SOURCE DOCUMENT:

Knee Surgery, Sports Traumatology, Arthoscopy
- Discipline: Orthopedic surgery
- Language: English
- Edited by: Jon Karlsson

Publication details
- History: 1993-present
- Publisher: Springer Science+Business Media
- Frequency: Monthly
- Impact factor: 4.342 (2020)

Standard abbreviations
- ISO 4: Knee Surg. Sports Traumatol. Arthrosc.

Indexing
- ISSN: 0942-2056 (print) 1433-7347 (web)
- OCLC no.: 488595845

Links
- Journal homepage; Online archive;

= Knee Surgery, Sports Traumatology, Arthroscopy =

The Knee Surgery, Sports Traumatology, Arthroscopy is a monthly peer-reviewed medical journal published in English covering orthopaedic surgery, especially related to sports trauma and surgeries, in particular arthroscopies and knee surgery.

WORK ORDER: According to the journal profile, why are two ISSN numbers given under "Indexing"? Answer in one to three sentences. The listing that follows is material separate from the journal profile.

Stored data entries:
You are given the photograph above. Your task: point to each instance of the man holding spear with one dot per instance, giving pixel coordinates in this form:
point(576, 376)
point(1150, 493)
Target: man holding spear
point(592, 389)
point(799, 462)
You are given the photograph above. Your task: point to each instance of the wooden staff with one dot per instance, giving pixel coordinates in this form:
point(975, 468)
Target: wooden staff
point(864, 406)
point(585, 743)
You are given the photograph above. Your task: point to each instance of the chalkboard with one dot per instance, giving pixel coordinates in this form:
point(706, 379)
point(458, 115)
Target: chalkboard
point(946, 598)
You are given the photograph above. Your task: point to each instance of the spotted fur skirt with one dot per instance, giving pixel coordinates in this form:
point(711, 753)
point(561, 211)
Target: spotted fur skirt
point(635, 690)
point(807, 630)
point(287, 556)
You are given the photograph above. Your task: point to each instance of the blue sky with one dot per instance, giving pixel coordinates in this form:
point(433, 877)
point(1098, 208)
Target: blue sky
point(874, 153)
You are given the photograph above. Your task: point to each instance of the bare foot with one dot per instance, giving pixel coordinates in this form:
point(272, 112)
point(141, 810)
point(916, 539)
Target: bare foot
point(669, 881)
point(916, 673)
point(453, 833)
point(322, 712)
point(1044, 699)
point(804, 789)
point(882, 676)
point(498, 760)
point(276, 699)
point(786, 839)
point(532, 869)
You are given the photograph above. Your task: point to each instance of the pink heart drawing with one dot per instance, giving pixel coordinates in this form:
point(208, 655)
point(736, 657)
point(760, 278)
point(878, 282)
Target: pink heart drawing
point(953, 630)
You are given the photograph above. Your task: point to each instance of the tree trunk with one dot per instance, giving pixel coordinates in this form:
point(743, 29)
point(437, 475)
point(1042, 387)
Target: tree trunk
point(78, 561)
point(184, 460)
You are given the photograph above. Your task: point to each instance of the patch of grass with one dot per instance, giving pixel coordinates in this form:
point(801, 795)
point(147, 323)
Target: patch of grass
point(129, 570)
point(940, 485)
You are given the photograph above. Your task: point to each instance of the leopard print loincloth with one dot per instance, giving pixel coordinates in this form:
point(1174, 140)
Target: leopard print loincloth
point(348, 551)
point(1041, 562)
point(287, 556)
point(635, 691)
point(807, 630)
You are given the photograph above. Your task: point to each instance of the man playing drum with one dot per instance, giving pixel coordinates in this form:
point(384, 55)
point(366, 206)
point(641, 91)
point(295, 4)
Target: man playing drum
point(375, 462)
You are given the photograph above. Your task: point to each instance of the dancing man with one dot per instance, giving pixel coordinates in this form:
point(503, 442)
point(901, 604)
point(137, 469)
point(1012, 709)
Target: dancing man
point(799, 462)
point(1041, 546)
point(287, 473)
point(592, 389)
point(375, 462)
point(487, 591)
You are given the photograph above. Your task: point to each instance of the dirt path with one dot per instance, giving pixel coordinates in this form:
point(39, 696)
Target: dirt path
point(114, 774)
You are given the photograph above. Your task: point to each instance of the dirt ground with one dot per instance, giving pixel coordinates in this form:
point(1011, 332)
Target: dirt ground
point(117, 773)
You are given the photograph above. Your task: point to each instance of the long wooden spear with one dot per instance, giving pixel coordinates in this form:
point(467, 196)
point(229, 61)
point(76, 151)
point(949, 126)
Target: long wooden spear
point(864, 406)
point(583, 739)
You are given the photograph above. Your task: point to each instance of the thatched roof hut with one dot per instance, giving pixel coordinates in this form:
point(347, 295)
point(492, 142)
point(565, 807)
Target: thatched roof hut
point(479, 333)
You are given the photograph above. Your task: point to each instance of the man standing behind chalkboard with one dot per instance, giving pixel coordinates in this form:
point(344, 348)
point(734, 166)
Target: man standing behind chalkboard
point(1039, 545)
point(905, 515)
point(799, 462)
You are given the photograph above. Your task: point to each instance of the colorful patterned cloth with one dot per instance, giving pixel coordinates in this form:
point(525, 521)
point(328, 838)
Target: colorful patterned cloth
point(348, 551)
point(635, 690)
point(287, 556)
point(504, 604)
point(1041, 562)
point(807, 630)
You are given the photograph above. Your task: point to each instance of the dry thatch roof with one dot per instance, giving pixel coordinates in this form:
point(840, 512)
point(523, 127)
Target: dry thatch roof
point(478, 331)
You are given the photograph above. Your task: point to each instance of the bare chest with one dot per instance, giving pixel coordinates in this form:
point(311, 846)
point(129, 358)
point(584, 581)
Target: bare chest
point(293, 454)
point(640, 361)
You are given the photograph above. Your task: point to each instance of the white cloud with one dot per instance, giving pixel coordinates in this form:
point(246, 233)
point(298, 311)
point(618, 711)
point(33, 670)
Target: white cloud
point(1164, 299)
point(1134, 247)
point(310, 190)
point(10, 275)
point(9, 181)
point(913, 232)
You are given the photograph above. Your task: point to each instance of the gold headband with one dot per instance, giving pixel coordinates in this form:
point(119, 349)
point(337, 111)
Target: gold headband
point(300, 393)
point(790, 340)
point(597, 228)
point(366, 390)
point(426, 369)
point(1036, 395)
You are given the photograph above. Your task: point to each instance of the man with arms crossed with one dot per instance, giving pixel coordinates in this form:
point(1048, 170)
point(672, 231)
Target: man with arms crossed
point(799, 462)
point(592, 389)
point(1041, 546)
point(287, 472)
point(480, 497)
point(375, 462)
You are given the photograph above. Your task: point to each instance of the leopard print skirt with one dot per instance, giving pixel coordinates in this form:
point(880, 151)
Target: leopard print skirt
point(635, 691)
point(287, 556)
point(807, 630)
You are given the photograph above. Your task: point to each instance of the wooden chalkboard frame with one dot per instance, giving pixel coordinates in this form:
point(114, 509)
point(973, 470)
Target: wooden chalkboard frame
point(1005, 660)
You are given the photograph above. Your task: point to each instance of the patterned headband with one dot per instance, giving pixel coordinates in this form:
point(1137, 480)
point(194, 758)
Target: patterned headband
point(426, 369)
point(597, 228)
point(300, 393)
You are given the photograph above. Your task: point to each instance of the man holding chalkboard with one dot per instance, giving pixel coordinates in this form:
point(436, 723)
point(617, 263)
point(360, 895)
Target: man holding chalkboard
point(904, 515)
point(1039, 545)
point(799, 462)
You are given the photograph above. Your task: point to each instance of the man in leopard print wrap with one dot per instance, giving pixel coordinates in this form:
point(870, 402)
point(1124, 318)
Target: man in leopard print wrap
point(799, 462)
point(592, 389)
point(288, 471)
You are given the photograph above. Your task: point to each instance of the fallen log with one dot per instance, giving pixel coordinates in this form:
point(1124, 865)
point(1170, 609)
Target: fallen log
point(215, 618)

RESPONSE TO THE EXERCISE: The journal has two ISSN numbers because each covers a different format. 0942-2056 identifies the print edition, and 1433-7347 identifies the web edition.